GIVEN RECORDS:
-----

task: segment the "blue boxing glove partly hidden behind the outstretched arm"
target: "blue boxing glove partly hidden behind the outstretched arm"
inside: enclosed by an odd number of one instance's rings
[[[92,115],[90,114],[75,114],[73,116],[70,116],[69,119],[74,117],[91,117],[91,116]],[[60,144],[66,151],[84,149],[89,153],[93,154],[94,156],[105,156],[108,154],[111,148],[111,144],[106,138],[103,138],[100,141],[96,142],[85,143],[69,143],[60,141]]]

-----

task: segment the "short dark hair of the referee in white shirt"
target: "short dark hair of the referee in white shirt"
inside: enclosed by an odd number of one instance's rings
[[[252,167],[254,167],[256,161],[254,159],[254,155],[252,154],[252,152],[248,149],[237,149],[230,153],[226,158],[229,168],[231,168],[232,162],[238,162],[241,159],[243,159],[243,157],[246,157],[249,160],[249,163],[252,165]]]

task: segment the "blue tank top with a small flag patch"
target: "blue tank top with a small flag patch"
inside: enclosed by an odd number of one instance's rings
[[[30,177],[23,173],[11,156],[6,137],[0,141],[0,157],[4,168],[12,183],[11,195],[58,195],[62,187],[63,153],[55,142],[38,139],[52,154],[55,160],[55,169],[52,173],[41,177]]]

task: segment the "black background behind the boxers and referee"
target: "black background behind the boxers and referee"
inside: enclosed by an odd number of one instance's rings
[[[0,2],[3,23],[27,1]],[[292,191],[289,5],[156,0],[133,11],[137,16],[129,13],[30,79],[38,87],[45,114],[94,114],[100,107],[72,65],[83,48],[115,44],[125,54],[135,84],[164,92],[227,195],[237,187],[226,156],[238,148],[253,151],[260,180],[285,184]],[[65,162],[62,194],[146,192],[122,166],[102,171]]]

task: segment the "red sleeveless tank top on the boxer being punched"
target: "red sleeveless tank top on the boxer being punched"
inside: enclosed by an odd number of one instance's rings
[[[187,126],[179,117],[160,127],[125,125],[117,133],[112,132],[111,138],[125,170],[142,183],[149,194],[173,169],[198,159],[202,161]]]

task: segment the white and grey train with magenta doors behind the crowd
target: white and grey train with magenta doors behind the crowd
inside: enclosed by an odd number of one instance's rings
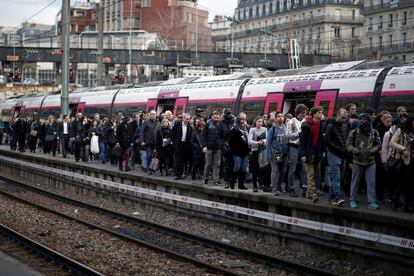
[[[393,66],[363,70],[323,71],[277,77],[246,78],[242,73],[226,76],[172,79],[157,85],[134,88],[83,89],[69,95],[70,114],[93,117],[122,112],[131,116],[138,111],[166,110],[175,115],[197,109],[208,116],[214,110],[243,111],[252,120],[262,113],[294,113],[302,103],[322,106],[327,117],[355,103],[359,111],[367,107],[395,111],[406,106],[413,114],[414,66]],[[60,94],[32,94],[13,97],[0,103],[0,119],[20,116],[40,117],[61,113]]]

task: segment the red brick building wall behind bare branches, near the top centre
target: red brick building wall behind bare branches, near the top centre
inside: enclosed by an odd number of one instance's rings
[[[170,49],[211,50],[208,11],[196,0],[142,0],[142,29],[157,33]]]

-----

Copy out each line in the preceding records that contains "small".

task: segment the "blue tank top with a small flag patch"
target: "blue tank top with a small flag patch"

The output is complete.